## Directions
In the copy, include every entry exactly but none of the images.

## Data to use
● ● ● ● ●

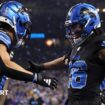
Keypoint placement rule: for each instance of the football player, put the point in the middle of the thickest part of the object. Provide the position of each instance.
(15, 27)
(86, 62)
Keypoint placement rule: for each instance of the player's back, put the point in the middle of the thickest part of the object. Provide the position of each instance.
(86, 69)
(4, 39)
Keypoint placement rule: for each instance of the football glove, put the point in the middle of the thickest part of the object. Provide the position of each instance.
(34, 67)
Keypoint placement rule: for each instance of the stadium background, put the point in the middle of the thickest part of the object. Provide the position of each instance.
(47, 42)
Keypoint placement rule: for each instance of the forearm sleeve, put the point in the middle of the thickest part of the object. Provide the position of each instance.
(14, 74)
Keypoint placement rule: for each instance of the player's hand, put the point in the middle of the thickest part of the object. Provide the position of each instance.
(45, 81)
(51, 83)
(34, 67)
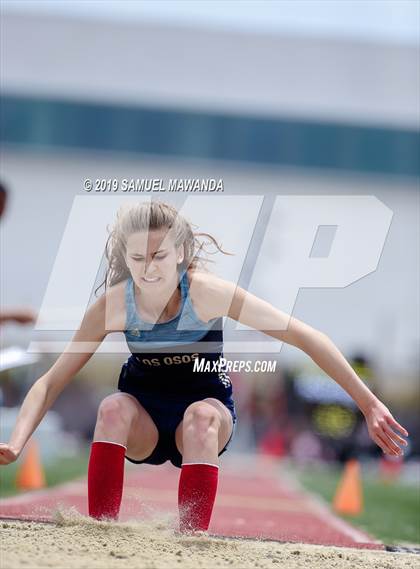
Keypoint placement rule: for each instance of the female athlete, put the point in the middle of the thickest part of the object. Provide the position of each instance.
(171, 312)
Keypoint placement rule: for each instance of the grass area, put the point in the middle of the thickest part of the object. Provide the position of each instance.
(61, 469)
(391, 510)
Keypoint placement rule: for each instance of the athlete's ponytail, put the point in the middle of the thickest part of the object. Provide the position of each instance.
(149, 216)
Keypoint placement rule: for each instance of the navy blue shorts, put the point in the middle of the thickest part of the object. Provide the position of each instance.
(166, 397)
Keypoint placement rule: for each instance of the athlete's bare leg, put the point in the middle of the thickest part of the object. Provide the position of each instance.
(122, 419)
(204, 431)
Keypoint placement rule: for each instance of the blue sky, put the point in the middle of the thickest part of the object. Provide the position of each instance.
(375, 20)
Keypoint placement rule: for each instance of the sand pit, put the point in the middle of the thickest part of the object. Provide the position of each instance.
(75, 541)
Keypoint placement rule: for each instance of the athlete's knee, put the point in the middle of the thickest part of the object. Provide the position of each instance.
(201, 418)
(114, 410)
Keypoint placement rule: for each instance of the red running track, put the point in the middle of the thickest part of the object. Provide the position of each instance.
(253, 501)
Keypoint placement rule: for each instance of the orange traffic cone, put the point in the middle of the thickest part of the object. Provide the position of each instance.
(348, 498)
(30, 475)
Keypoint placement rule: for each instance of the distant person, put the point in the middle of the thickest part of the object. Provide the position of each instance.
(158, 295)
(18, 315)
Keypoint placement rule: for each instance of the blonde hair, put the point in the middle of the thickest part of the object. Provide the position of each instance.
(149, 216)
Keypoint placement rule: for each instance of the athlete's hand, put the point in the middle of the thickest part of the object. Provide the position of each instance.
(381, 425)
(8, 454)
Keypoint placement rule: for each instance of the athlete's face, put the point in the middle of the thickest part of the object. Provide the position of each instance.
(152, 258)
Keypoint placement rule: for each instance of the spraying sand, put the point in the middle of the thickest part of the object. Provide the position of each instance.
(76, 541)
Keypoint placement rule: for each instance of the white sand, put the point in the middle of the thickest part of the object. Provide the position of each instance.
(75, 541)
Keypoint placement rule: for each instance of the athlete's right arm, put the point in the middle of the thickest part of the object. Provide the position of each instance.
(46, 389)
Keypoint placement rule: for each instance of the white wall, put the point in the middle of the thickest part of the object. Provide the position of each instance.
(262, 74)
(379, 313)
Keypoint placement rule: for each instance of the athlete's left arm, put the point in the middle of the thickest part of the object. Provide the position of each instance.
(238, 304)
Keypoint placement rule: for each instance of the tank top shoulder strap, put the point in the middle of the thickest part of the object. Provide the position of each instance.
(130, 305)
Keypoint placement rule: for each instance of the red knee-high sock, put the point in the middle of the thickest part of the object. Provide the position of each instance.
(105, 479)
(196, 495)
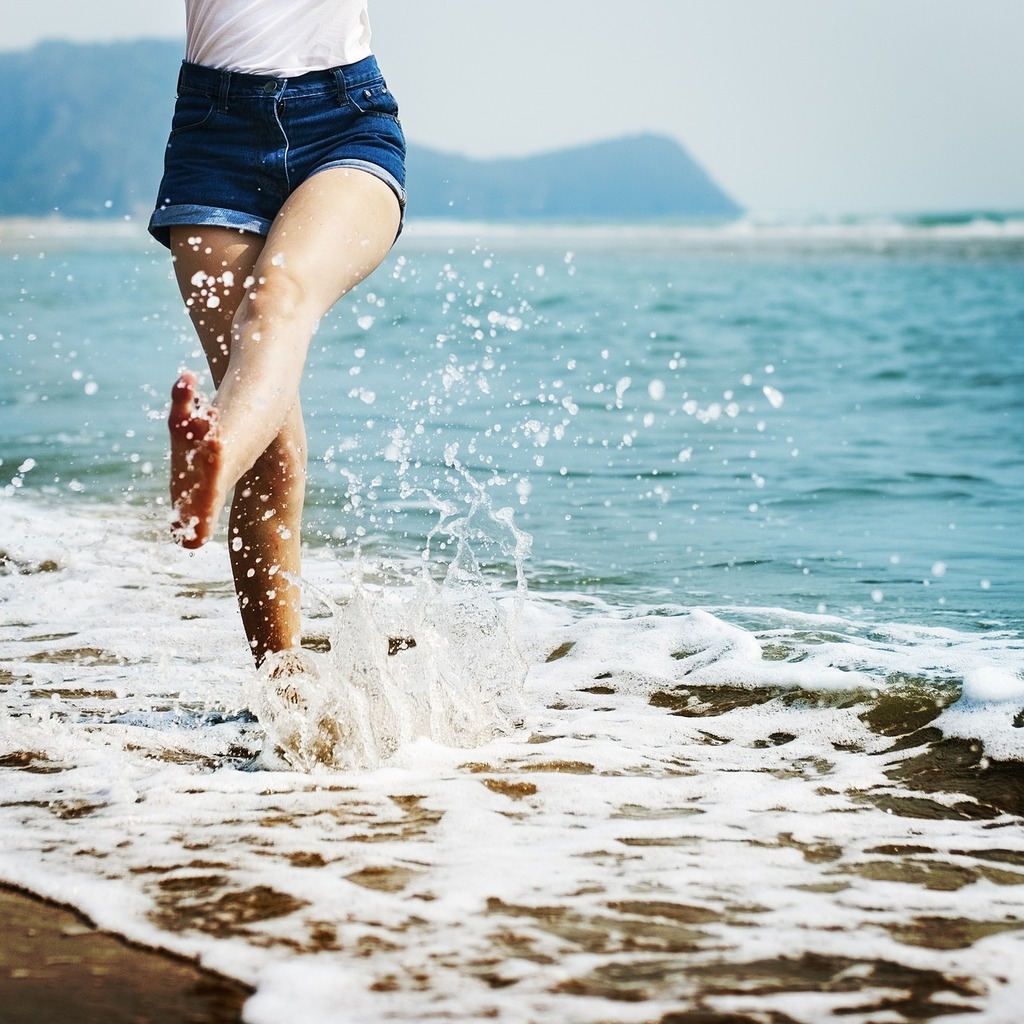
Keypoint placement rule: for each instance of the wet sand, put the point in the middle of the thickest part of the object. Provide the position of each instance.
(56, 967)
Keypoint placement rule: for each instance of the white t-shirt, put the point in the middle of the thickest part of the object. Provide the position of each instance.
(283, 38)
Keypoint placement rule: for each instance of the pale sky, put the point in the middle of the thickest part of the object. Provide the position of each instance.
(793, 105)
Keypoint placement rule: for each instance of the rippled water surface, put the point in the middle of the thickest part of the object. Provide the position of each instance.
(744, 742)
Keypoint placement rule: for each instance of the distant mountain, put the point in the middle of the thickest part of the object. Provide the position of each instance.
(638, 177)
(84, 129)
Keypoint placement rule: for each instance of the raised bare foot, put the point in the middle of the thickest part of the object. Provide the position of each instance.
(196, 495)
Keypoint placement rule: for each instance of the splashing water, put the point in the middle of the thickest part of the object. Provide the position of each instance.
(433, 660)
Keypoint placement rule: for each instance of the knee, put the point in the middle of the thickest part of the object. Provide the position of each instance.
(273, 296)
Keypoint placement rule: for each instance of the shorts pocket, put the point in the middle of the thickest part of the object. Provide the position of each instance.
(374, 97)
(192, 111)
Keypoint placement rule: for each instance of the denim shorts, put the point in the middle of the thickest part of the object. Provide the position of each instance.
(241, 144)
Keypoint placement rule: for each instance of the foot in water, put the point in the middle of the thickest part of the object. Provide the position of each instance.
(196, 458)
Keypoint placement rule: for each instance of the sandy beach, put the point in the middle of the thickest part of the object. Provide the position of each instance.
(56, 967)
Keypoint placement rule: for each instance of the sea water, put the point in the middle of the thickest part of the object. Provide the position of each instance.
(710, 543)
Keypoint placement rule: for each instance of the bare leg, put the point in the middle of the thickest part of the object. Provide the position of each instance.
(256, 306)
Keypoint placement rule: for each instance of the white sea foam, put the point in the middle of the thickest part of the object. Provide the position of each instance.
(614, 857)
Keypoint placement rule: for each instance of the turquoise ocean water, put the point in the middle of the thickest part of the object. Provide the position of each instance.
(768, 639)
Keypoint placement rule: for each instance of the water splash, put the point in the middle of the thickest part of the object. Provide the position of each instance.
(434, 660)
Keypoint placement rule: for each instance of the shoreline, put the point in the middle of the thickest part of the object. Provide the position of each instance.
(56, 965)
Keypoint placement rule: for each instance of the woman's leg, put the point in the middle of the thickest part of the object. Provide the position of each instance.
(256, 324)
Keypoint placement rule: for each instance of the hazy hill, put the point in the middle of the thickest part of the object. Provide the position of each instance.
(84, 128)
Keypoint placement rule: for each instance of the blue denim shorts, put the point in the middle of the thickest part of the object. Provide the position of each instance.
(241, 144)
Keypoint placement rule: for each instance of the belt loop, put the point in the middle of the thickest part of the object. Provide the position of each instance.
(339, 78)
(225, 88)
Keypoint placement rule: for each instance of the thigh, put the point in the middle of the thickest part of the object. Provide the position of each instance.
(331, 233)
(214, 266)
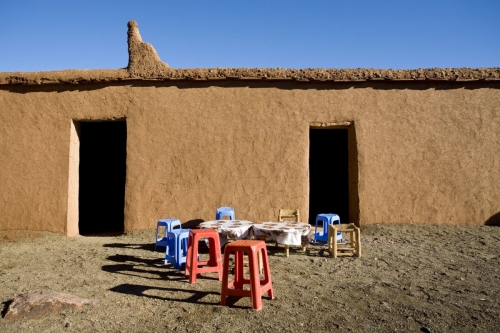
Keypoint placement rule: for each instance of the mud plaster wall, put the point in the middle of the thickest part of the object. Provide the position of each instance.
(427, 152)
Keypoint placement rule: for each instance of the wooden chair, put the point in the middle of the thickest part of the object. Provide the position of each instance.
(293, 214)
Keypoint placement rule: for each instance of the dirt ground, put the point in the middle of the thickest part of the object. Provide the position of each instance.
(410, 278)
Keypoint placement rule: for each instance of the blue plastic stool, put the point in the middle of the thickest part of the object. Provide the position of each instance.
(176, 249)
(326, 219)
(169, 225)
(224, 211)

● ● ● ● ●

## Correct answer
Keypoint placement rule: for each instance of the football player, put the point in the middle of the thickest part of the object. Provide the position of each instance.
(15, 27)
(86, 62)
Keypoint placement rule: for each instance of the player's back, put the point in the middle of the thickest part of the object. Provide the position of each instance.
(86, 69)
(4, 39)
Keypoint placement rule: for each instance of the football glove, put the point in the middle of the thickest part of the object. Provide the position of each instance.
(34, 67)
Keypoint placement rule: for each instance of the stadium background, put the point in the middle of the thickest part of the object. Provide the position of each instance.
(47, 42)
Keypoint placement rule: for each instance of the forearm sleeve, put the point in the middle of the thickest part of the object. Provide the position of each instance.
(14, 74)
Keypoint placement rule: for each instance of the player's hand, put the point in the middle of the thickest part of the object. Provide the position of each instance.
(45, 81)
(51, 83)
(34, 67)
Keypoint placement rule: for each instance of the female athlete, put the point in the middle of the thickest part of the object. Provide the position of each instance.
(171, 312)
Keypoint placement rule: for each instance of the grass area, put the point in the middle of the thickest part of the object. Provide the position of each instance.
(61, 469)
(391, 510)
Keypoint placement rule: for each instance of the athlete's ponytail, put the point in the middle of the thickest part of the object. Provide the position of each instance.
(149, 216)
Keypoint placement rule: for each instance of the navy blue shorts, put the point in the middle of the thickest part of the object. Provide the position of each instance.
(166, 397)
Keypoint placement rule: for each instance of the athlete's bare leg, put the point in the middle of the thickest part of the object. Provide the position of each instance.
(122, 419)
(204, 431)
Keypoint placement rule: for each instance of the blue sky, put the point in the middle of the thickest part of the object. Provide the position of each instance.
(375, 20)
Keypoint placement rule: for each instance of the sand pit, put the point in the middle of the thickest part of the object. Provide the position of each instance.
(75, 541)
Keypoint placement rule: for each instance of the athlete's knee, put the point in the middle of the thickest part of the object. Provide the position of each instance.
(201, 418)
(114, 410)
Keypoint placement rule: for each instance of the red running track, put the point in the middle of the thickest part of the object. Provide the position of each instance.
(253, 501)
Keypoint placement rule: for each instance of the orange traffic cone, put the point in the middle of the thickest part of the object. Provide the position of each instance.
(348, 498)
(30, 475)
Keypoint placement rule: for each instance of the distant person, put the point in the middle of the thickest part of the object. Provide the position of each instance.
(158, 295)
(18, 315)
Keypoint placement rule: for each instance of the blonde hair, put the point in the middle of the thickest part of the object. Provide the position of each instance.
(149, 216)
Keypoint placement rule: for each instance of the athlete's hand, put the point in the middle of the thickest part of the object. Provide the position of each instance.
(381, 425)
(8, 454)
Keypoint placement rule: for each instance of the athlete's face, put the point in the middle of the thickest part of the object. Provide the position of each instance.
(152, 258)
Keypoint placement rule: for each instance of the spraying sand, put the point in the middle of the thickest part of the object. Provide the position of each instance.
(76, 541)
Keypoint placement rule: for each instance of the white sand, put the point in the middle of the thickest part of the object. Provide the position of each instance.
(75, 541)
Keypoint placement rule: for each instance of the athlete's right arm, put the point in the middle of the thickest part of the object. Provide the position of each instance.
(46, 389)
Keypoint placement rule: for each instance of the white wall, put the point in the middle of the thickest part of the object. Provide the position of each instance.
(262, 74)
(379, 313)
Keypoint placement rule: for each instance of the athlete's left arm, put the point in the middle of the thickest part of the object. Provide the position of each instance.
(238, 304)
Keypoint placement rule: for each instance of the tank top shoulder strap, put the point in the middle of the thickest part of the object. Provide the position of each instance.
(130, 305)
Keypoint placement rule: for each instance of the red knee-high sock, put the point in the middle of the thickest part of the object. Provide the position of each instance.
(105, 479)
(196, 495)
Keypoint placement rule: for each instance of the wet sand, put the point in the middle of the thickest part of the object. Provide the position of each instance.
(56, 967)
Keypoint placement rule: for each instance of the white t-shirt, put the point in the middle of the thickest part of the object. Provide the position of each instance.
(283, 38)
Keypoint placement rule: for each instance of the pale sky, put the point in the middle of the thickest part of the object. Provide the position of each instance.
(793, 105)
Keypoint placement rule: for each instance of the rippled water surface, put the point in the middle of the thickest part of the object. Provide the position of each instance.
(744, 742)
Keypoint placement rule: for each instance of the distant mountain, put the point in the middle of the thickest part of the object. Provide the position of each instance.
(638, 177)
(84, 129)
Keypoint placement rule: for each instance of the raised bare foot, put the point in the middle of the thickest part of the object. Provide the position of each instance.
(196, 495)
Keypoint placement rule: for each instance of the splashing water, put the point in the middle of the thickest part of the object. Provide the position of each instance.
(433, 660)
Keypoint placement rule: for each instance of the knee, put the point in the middle of the thickest part of the object. Provide the position of each instance.
(273, 296)
Keypoint placement rule: for each instance of the shorts pocket, put the point in the middle of the thickest part of the object. Provide the position of each instance.
(374, 97)
(192, 111)
Keypoint placement rule: for each instance of the denim shorts, put the point in the middle of the thickest part of the object. Provide the position of each instance.
(241, 144)
Keypoint placement rule: for each instance of the foot in water, put the point in the middle of the thickest part of the object. Provide the position of each instance.
(196, 458)
Keypoint placement rule: for each instance of the sandy beach, put the point in the middle of the thickest part of the object. Provide the position of each instance.
(56, 967)
Keypoint placement rule: for each instance of the sea water, put the point in the middle of the thickest part of the object. Provide the position of each instance.
(710, 543)
Keypoint placement rule: for each instance of the bare leg, put the point in the middle of the thickest part of the object. Provide the position of each instance.
(256, 306)
Keypoint placement rule: for each instance of the white sea foam, put the point in the middle of the thickest part of the object. Provide the position of each instance.
(614, 857)
Keypoint placement rule: for each instance of the turquoise ocean water, put the point in the middle of the thickest part of the object. Provide the position of each instance.
(768, 639)
Keypoint placement rule: for each instance of the water splash, put the point in the middle of the thickest part of the object. Provide the position of each instance.
(434, 660)
Keypoint placement rule: for each instance of the shoreline, put the point in the middle of the thickest part of the object. Provide the position of each instance.
(56, 965)
Keypoint placement rule: for each instance of the woman's leg, put the point in the middle of the thickest part of the object. Provide the position of each instance.
(256, 324)
Keypoint placement rule: for each instance of the hazy hill, put the point in the middle of the thickest part of the object. Provide the position of each instance.
(84, 128)
Keypoint placement rule: for each instance of the blue denim shorts, put the point in the middle of the thickest part of the object. Provide the position of each instance.
(241, 144)
Keypoint placement rule: for each instance of the belt loop, put the point in the middle of the thickest part of the object. Provide the position of each instance.
(339, 78)
(225, 88)
Keypoint placement rule: for each instance of the thigh, put the point in the middle of the thickest part of the object. Provide the position of each instance.
(331, 233)
(214, 266)
Keypoint placement rule: for each instance of the mud plaster wall, put the point in the middle of the thickest part of the object. Provide the position of each instance.
(427, 152)
Keypoint placement rule: for each instance of the wooden chair, put the point in the middle of the thickest part of the object. Provide the position of each instance.
(293, 214)
Keypoint placement rule: for each instance of the dirt ground, put the point in the middle of the thickest part of the object. Provide the position of each instance.
(410, 278)
Keypoint placement rule: for each instance of the blue plastic stool, put the point in the middle of the thickest part of the object. Provide the position of each instance.
(176, 249)
(326, 219)
(169, 225)
(224, 211)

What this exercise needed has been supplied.